» Brief
Rewrite the stretch of items from the line containing "find the circular" through the line containing "551 354 734 646", both lines included, as a JSON list of strings with one string per line and blank lines omitted. Convert only that stretch.

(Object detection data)
:::

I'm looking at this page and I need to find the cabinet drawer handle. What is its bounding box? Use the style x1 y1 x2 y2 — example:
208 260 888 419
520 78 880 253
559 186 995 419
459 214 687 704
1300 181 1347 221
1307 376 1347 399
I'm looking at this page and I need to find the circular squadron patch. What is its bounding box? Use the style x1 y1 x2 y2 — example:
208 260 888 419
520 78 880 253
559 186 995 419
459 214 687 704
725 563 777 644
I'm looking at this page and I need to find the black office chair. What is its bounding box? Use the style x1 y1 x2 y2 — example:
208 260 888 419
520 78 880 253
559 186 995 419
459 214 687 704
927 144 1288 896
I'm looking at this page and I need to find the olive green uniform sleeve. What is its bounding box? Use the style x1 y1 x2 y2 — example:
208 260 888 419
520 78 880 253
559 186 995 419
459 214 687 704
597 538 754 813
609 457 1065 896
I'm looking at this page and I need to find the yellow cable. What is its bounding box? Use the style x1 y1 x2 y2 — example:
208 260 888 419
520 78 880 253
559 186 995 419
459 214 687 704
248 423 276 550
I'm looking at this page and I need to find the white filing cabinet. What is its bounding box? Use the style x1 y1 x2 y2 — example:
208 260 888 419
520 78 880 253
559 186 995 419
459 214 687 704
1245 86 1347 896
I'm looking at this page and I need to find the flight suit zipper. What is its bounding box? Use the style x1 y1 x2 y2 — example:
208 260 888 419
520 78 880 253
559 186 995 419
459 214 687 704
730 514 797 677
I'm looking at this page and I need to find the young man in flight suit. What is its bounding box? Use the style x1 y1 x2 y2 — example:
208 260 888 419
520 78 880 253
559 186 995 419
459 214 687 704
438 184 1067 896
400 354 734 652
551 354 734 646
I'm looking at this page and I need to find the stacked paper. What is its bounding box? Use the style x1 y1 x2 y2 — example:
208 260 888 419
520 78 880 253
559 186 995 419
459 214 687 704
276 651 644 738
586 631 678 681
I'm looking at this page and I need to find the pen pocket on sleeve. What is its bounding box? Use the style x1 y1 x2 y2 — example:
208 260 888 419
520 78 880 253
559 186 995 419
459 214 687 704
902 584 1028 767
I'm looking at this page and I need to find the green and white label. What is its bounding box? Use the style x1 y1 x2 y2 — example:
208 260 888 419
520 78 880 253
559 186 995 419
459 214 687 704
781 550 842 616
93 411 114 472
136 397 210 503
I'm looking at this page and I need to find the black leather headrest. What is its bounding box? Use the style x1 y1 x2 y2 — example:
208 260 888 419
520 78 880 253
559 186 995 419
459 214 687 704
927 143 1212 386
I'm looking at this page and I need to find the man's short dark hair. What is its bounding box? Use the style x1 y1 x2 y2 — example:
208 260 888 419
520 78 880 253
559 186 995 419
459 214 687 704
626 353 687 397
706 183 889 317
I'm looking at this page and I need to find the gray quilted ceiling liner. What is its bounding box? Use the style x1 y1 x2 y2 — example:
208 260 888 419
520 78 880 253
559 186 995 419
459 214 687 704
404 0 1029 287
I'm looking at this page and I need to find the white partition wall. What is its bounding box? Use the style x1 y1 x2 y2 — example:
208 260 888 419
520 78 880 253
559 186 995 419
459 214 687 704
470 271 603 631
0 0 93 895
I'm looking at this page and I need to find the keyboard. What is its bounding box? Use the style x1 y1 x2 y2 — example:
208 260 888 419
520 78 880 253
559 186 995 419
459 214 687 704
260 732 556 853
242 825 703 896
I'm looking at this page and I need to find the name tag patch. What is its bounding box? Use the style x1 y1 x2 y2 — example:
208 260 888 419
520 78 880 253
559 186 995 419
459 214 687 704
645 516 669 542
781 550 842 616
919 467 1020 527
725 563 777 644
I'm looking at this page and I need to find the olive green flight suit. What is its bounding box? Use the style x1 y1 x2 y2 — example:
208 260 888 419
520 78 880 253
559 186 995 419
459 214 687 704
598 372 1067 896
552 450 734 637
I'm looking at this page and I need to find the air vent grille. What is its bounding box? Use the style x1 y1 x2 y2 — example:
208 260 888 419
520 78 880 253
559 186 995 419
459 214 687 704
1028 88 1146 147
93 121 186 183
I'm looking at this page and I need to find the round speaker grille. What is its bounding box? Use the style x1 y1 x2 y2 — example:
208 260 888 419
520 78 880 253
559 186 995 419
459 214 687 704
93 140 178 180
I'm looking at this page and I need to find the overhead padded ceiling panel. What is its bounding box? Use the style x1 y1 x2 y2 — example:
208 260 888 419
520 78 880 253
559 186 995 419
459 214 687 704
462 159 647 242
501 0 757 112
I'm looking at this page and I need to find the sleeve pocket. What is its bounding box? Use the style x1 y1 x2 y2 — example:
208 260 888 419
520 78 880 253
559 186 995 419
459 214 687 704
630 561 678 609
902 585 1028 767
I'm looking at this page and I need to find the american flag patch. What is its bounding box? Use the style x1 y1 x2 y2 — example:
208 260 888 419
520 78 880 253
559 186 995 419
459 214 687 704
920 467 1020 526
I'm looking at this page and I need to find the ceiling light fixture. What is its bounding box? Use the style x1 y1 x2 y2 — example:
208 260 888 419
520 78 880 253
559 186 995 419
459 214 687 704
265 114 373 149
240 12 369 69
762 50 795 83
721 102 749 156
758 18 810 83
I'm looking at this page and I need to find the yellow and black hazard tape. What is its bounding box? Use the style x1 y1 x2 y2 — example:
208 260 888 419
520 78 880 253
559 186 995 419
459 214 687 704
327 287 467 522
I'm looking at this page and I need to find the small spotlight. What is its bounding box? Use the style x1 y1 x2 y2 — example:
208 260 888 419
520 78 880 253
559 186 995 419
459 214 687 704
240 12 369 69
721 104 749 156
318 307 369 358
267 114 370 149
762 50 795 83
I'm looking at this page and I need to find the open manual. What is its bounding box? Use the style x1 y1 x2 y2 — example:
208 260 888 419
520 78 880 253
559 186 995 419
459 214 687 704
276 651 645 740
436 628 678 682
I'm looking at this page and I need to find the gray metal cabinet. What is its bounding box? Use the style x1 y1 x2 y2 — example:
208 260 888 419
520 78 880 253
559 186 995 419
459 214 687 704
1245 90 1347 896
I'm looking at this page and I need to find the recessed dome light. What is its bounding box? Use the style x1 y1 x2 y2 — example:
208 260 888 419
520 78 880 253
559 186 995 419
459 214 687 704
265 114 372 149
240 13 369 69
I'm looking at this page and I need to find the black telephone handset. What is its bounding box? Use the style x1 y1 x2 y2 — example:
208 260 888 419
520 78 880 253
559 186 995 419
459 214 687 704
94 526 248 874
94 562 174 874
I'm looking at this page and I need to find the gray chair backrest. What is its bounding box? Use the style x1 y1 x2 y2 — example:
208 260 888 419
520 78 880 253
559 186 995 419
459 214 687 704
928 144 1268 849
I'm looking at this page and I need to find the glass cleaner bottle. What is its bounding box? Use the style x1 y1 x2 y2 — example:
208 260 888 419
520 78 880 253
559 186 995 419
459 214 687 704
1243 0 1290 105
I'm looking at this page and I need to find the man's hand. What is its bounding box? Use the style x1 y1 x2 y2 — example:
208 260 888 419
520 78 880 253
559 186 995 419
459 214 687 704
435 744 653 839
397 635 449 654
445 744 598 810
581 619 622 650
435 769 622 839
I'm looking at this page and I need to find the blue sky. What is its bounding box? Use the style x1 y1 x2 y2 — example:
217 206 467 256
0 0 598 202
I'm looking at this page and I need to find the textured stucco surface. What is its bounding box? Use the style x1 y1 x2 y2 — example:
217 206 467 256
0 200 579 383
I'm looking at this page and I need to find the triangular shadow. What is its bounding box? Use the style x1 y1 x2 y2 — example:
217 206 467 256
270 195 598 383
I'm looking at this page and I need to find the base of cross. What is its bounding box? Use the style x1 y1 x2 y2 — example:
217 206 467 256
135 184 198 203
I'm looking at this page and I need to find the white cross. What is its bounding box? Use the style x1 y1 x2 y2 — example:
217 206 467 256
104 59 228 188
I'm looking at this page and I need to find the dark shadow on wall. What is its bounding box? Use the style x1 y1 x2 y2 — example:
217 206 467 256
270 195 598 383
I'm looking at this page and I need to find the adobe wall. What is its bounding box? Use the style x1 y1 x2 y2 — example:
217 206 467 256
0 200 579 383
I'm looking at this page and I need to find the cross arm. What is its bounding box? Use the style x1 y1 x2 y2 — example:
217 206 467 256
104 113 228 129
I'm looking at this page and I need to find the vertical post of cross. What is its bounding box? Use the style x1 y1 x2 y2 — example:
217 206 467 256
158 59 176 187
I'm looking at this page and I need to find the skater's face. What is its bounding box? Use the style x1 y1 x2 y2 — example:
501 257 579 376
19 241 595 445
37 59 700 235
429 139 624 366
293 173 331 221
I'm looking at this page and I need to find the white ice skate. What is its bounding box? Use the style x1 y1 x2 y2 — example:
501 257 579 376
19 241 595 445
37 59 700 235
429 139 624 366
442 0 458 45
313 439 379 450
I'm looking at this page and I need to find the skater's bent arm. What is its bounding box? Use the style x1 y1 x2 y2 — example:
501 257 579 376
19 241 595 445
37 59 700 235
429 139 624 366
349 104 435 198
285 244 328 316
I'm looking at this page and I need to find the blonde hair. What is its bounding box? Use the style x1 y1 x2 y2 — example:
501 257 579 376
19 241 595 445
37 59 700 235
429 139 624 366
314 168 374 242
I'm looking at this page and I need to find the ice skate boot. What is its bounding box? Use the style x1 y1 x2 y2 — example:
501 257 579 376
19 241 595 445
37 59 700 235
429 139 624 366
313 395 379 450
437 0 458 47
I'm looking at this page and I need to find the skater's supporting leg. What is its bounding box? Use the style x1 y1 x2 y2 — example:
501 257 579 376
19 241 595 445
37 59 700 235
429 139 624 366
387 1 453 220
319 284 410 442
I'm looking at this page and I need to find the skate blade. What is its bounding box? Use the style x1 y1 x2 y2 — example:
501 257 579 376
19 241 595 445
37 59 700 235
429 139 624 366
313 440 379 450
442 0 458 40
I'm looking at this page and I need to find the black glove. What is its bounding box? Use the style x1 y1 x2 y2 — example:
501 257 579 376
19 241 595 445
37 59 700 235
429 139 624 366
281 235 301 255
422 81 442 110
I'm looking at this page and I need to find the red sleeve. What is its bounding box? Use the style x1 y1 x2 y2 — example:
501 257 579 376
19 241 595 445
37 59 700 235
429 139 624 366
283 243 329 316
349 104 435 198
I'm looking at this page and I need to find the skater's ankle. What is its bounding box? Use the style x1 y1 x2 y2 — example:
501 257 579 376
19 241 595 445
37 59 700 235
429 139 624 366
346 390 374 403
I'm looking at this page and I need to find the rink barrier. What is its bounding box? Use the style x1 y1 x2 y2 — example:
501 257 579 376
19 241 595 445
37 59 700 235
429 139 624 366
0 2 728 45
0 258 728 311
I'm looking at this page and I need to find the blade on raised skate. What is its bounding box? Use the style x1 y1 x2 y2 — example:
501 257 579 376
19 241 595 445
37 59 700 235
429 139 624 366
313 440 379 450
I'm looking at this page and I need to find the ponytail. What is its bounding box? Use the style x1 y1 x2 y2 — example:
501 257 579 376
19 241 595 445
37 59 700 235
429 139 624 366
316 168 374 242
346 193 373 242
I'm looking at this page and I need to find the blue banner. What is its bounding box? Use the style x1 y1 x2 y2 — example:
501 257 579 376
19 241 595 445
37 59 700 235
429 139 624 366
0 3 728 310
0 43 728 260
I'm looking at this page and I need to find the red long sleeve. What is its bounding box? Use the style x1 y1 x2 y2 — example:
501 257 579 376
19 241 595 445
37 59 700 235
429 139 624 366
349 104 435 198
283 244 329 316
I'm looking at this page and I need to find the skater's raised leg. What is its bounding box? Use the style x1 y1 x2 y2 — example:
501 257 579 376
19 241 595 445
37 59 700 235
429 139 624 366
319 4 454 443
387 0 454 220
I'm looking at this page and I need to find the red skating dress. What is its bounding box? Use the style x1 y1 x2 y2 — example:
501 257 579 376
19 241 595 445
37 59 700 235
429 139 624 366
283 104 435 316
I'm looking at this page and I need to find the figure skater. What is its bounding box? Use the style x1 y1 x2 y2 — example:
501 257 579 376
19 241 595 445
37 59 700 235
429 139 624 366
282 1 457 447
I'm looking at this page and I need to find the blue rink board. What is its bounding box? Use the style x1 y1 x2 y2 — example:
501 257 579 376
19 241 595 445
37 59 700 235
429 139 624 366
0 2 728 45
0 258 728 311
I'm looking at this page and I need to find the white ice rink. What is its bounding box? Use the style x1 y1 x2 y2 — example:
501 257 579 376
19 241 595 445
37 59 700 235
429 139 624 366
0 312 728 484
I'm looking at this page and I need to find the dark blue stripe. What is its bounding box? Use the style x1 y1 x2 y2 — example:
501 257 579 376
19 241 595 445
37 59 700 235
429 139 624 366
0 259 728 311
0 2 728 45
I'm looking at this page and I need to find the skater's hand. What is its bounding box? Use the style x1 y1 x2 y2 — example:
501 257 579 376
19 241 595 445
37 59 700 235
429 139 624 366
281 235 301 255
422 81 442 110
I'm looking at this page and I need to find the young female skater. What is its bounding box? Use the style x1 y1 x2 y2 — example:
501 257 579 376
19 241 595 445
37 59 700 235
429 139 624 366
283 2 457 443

:::

» The response
[
  "I'm looking at this page and I need to find the circular squadron patch. What is its bounding box? Use the style x1 y1 x2 y2 — example:",
  "208 260 888 419",
  "520 78 880 253",
  "559 186 995 419",
  "459 214 687 704",
  "725 563 777 644",
  "I'm looking at this page and I need to find the black office chair. What is its bounding box? Use the style x1 y1 x2 y2 — example:",
  "208 260 888 419",
  "520 78 880 253",
  "559 186 995 419",
  "459 214 687 704",
  "927 144 1288 896",
  "I'm looking at this page and I need to find the olive green uniform sleeve. What is its bounding box? Use the style x1 y1 x2 y2 — example:",
  "208 260 888 419",
  "520 78 880 253",
  "559 186 995 419",
  "459 214 687 704",
  "597 538 754 813",
  "609 457 1065 896",
  "I'm looking at this page and I need to find the yellow cable. What is its bounding box? Use the style x1 y1 x2 y2 — example:",
  "208 260 888 419",
  "520 78 880 253",
  "559 186 995 419",
  "459 214 687 704",
  "248 423 276 550",
  "I'm looking at this page and I need to find the white filing cabinet. What is its bounding box? Use the style x1 y1 x2 y2 — example:",
  "208 260 888 419",
  "520 78 880 253",
  "559 186 995 419",
  "459 214 687 704",
  "1245 86 1347 896",
  "I'm looking at this page and I need to find the flight suit zipper. What is its bounding box? Use the style x1 y1 x2 y2 — example:",
  "208 260 888 419",
  "520 78 880 253",
  "559 186 995 419",
  "459 214 687 704",
  "730 514 797 677",
  "I'm looking at this page and I need to find the young man in flight suit. What is its bounding box? Use the style x1 y1 x2 y2 — example:",
  "208 260 888 419",
  "520 78 880 253",
  "559 186 995 419",
  "459 214 687 704",
  "438 184 1067 896",
  "400 354 734 652",
  "551 354 734 646"
]